**EXERCISE DIRECTIONS**: All records below are to be transcribed exactly, with every picture left out.

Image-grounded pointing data

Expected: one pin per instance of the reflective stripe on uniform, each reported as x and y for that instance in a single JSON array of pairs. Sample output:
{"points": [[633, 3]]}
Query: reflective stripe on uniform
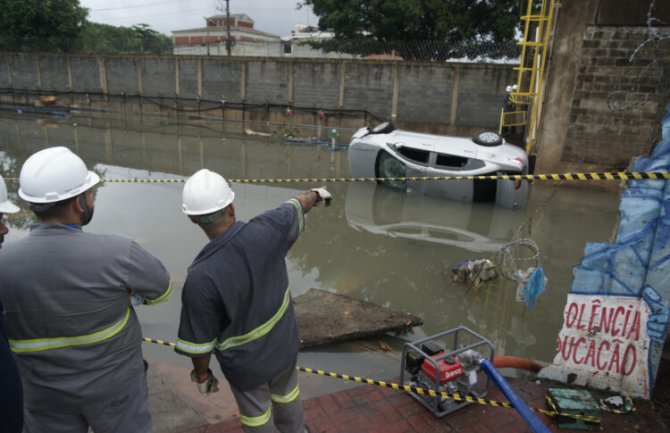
{"points": [[162, 298], [301, 215], [40, 344], [257, 333], [195, 348], [288, 398], [256, 421]]}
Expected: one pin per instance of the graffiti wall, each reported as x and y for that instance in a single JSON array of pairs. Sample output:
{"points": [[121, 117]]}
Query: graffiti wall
{"points": [[616, 317]]}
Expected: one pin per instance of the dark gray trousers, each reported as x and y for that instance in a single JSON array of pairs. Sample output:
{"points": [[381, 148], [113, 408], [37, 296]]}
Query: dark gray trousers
{"points": [[272, 406], [127, 411]]}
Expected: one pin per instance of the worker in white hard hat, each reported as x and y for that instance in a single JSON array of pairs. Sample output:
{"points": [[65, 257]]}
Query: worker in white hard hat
{"points": [[70, 322], [11, 394], [236, 303]]}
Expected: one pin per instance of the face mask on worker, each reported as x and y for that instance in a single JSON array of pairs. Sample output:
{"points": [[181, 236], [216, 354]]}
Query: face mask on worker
{"points": [[87, 216]]}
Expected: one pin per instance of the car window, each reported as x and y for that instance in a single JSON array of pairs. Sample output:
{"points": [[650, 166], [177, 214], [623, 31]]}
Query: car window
{"points": [[444, 160], [416, 155], [390, 166]]}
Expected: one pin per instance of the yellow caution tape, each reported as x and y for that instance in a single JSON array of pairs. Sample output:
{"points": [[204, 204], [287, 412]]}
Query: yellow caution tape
{"points": [[620, 175], [421, 391]]}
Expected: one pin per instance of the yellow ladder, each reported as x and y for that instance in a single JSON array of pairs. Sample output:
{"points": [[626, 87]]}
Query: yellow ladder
{"points": [[537, 27]]}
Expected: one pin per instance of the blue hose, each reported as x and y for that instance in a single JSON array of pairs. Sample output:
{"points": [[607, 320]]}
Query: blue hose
{"points": [[529, 416]]}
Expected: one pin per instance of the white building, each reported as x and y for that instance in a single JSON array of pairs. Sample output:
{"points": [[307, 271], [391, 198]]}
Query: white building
{"points": [[213, 38]]}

**ANSWER SPACE**:
Expected: one pin per instance of the reflective stripe on uniform, each reported as x and y for that instance in a single JSON array of pairs. Sample output:
{"points": [[633, 3]]}
Query: reflective stripe on uniform
{"points": [[162, 298], [301, 215], [40, 344], [257, 333], [195, 348], [288, 398], [256, 421]]}
Expected: one pin per instance of the graffiti wall, each reported as x and y for that instance in a single JSON array of pairs. Sample output:
{"points": [[121, 117]]}
Query: graffiti wall
{"points": [[616, 317]]}
Expected: one pin per instance of the dark gray trousers, each reported as x and y for that instance in a single JSON array of pairs. Sample output:
{"points": [[381, 148], [113, 408], [37, 296]]}
Query: dark gray trousers
{"points": [[272, 406], [127, 411]]}
Expected: one pin per instance of the worker in white hard hat, each reported as x and y for that instance in a single JSON array of pairs. Sample output:
{"points": [[65, 257]]}
Query: worker in white hard hat
{"points": [[70, 322], [11, 394], [236, 303]]}
Expected: one pin per instance of the face mask on worker, each reported as x and y for that instance in a single JSON array of pairs. Sample output:
{"points": [[181, 236], [216, 354]]}
Query: face mask on worker
{"points": [[87, 216]]}
Expected: one pin per instance of the car window, each reported as x and y for that instance in a single JSON array of pairs. Sample output:
{"points": [[650, 166], [177, 214], [623, 31]]}
Query: car window
{"points": [[444, 160], [416, 155], [390, 166]]}
Expected: one pin per instance of the yellow caution tape, each reported as x and y for that instance in a single JSON array of pairs. Sample output:
{"points": [[204, 204], [287, 412]]}
Query: yellow caution tape
{"points": [[620, 175], [421, 391]]}
Expected: one pin per instance of the yellow ladder, each reported as x and y for that instance in a single JSON array of pairs. Sample output:
{"points": [[626, 87]]}
Query: yellow ladder
{"points": [[537, 27]]}
Expected: one pin per instance of the blue hose, each reported as x and y for that instance in a single JSON array of pairs. Sample output:
{"points": [[607, 320]]}
Query: blue hose
{"points": [[529, 416]]}
Expected: one pin per instance of the white building, each reported as x and y for that instance in a single JSON array of pairs. Sample output:
{"points": [[307, 271], [391, 198]]}
Query: white building
{"points": [[213, 38]]}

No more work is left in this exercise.